Document source:
“Je suis choquée par cette circulaire, c’est la police des mœurs !” Le docteur Marion Delpont, chirurgienne au CHU Lapeyronie de Montpellier en a gros sur la patate depuis la sortie de cette instruction du ministère de la santé. Une circulaire du 17 janvier 2023 qui s’en prend aux fresques dites “carabines” exposées dans les salles de garde des internes, les médecins étudiants, dans les hôpitaux publics depuis le début du XXème siècle. Un texte qui estime que ces fresques ont un caractère pornographique et sexiste et qu’il faut les retirer dans l’année après une concertation avec les “parties prenantes locales“.
En l’occurrence, le Dr Delpont est bien placée pour avoir un avis sur la question puisqu’elle figure au centre de la fresque de l’internat de l’hôpital Lapeyronnie, peinte par l’artiste graphiste Jacques Lucchino il y a une dizaine d’années, un Déjeuner sur l’herbe de Manet revisité à la sauce grivoise. ” C’est un honneur pour moi d’avoir été choisie pour être dans la fresque, et en bonne place puisque je suis au centre, je suis la star !”. Une scène de partouze, cunnilingus par ci, sodomie par là, “c’est vrai que c’est très particulier ces fresques, c’est bien pour cela qu’elles ne sont pas affichées dans le hall de l’hôpital !“. Pour la chirurgienne, il s’agit surtout d’un défouloir, d’un exutoire, “une sorte de catharsis” pour s’extraire d’un quotidien difficile fait de moments tragiques, “on nous reproche de la pornographie et du sexisme mais c’est surtout de l’humour.”

Données de l'exercice:
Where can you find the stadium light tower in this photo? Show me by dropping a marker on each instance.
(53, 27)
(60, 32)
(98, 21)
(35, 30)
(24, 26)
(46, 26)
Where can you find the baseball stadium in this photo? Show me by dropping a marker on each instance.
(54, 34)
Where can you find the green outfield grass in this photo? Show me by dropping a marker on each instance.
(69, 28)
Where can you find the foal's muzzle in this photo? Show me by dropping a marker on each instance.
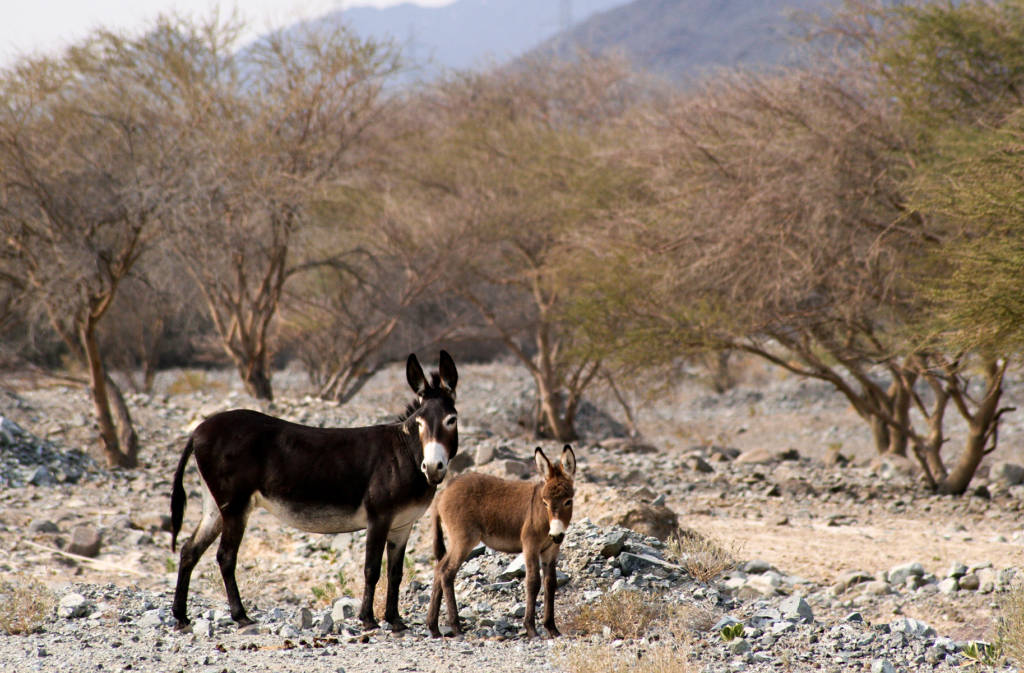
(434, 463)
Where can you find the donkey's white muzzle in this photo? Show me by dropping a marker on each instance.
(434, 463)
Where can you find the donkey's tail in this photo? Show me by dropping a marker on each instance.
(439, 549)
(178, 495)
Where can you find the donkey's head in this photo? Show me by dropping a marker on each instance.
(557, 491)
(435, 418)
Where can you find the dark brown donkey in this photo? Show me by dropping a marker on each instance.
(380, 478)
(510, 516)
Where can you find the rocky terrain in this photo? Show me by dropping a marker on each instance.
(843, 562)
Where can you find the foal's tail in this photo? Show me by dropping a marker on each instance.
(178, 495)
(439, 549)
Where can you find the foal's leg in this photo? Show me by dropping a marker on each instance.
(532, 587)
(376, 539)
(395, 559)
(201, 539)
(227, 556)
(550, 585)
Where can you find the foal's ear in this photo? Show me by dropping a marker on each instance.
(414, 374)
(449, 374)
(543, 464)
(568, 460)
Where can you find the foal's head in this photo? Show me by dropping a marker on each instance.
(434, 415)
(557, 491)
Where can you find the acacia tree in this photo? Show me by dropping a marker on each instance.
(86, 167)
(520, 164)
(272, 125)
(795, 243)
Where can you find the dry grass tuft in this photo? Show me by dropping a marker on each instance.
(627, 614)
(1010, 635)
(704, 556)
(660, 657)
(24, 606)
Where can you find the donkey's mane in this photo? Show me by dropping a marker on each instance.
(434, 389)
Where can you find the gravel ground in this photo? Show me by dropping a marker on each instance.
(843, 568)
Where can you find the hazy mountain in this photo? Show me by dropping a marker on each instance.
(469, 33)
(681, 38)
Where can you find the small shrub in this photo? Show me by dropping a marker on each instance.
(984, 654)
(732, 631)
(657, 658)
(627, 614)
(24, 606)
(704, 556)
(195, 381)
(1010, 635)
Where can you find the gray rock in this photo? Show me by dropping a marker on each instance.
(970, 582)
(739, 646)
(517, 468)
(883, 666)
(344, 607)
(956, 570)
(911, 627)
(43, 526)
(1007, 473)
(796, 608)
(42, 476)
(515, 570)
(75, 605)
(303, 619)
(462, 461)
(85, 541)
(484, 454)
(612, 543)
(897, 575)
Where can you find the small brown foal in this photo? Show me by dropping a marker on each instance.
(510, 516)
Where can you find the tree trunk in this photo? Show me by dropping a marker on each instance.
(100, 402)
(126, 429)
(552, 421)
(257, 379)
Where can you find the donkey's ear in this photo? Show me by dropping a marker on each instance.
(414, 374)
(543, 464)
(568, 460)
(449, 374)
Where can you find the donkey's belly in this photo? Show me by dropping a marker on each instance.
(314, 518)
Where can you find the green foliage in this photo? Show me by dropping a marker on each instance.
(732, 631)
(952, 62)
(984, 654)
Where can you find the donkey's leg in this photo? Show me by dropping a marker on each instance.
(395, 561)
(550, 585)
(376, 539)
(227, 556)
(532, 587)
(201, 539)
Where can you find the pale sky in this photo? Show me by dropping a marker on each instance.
...
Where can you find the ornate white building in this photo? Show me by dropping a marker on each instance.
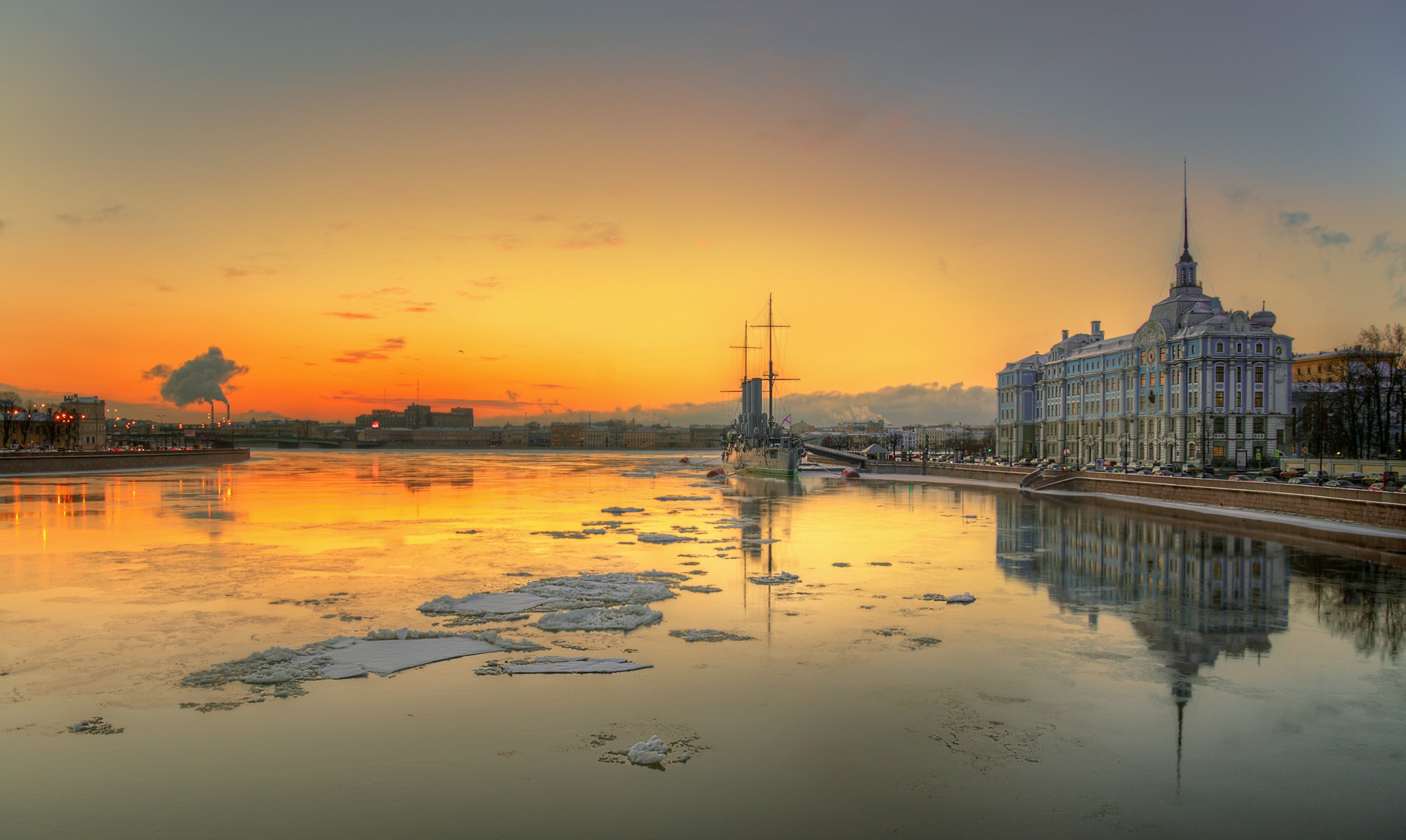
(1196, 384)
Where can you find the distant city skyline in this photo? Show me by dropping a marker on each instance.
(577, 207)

Consignes et exercices:
A) Selon le texte sur les fresques carabines, pour quelle raison le Dr Delpont est-elle bien placée pour avoir un avis sur la question ? Répondez en une à trois phrases.
B) Poursuivez, s'il vous plaît, le texte sur les fresques carabines à partir de sa dernière phrase.

Réponses aux exercices:
A) Elle est bien placée pour avoir un avis parce qu'elle figure au centre de la fresque de l'internat de son hôpital, peinte par l'artiste graphiste Jacques Lucchino il y a une dizaine d'années.

B)
Pour le ministère, il s’agit de protéger les étudiants du secteur de la santé. La circulaire précise que “la survivance des fresques peut-être considérée comme un agissement à connotation sexuelle, subi par une personne et ayant pour effet de porter atteinte à sa dignité ou de créer un environnement intimidant, hostile, dégradant, humiliant ou offensant“.
“C’est n’importe quoi ! Cette circulaire est inique et déplacée !” s’insurge Philippe Cathala, le président départemental de l’ordre des médecins, auteur d’une thèse sur l’histoire de l’internat des hôpitaux de Montpellier dans laquelle il est question de ces fresques. Pour lui, ces dessins c’est de “la transgression dans l’univers propre et aseptisé de l’hôpital“. Lui-même mis en scène par Jacques Lucchino, il réfute les accusations de pornographie, “ce n’est pas fait pour exciter des hommes et les femmes, ces fresques mettent en avant de façon allégorique le triomphe de la vitalité sur ce qui fait le quotidien des médecins, c’est à dire la maladie et la mort.
Le médecin légiste ne comprend pas le parallèle qui est fait dans la circulaire ministérielle entre les violences sexistes et sexuelles et ces fresques, “les internes représentés sont tous consentants et on voit des scènes de nus aux musées, au cinéma, à travers la plupart des domaines artistiques”.
N’empêche, la pression se fait de plus en plus forte sur les établissements de santé et notamment depuis la décision du Tribunal administratif de Toulouse qui a ordonné le retrait d’une fresque au CHU de Toulouse.
À Montpellier, les internes semblent bien décidés à défendre leurs fresques, celles de Lapeyronie, Saint-Eloi ou encore La Colombière. “Ça fait partie de notre patrimoine, selon le Dr Marion Delpont, laissez nous tranquille, c’est le message que je veux faire passer. Moi je vis ça comme une intrusion, une police des moeurs qui viendrait fouiller dans nos placards pour voir si on aurait pas des ouvrages subversifs. C’est très violent.”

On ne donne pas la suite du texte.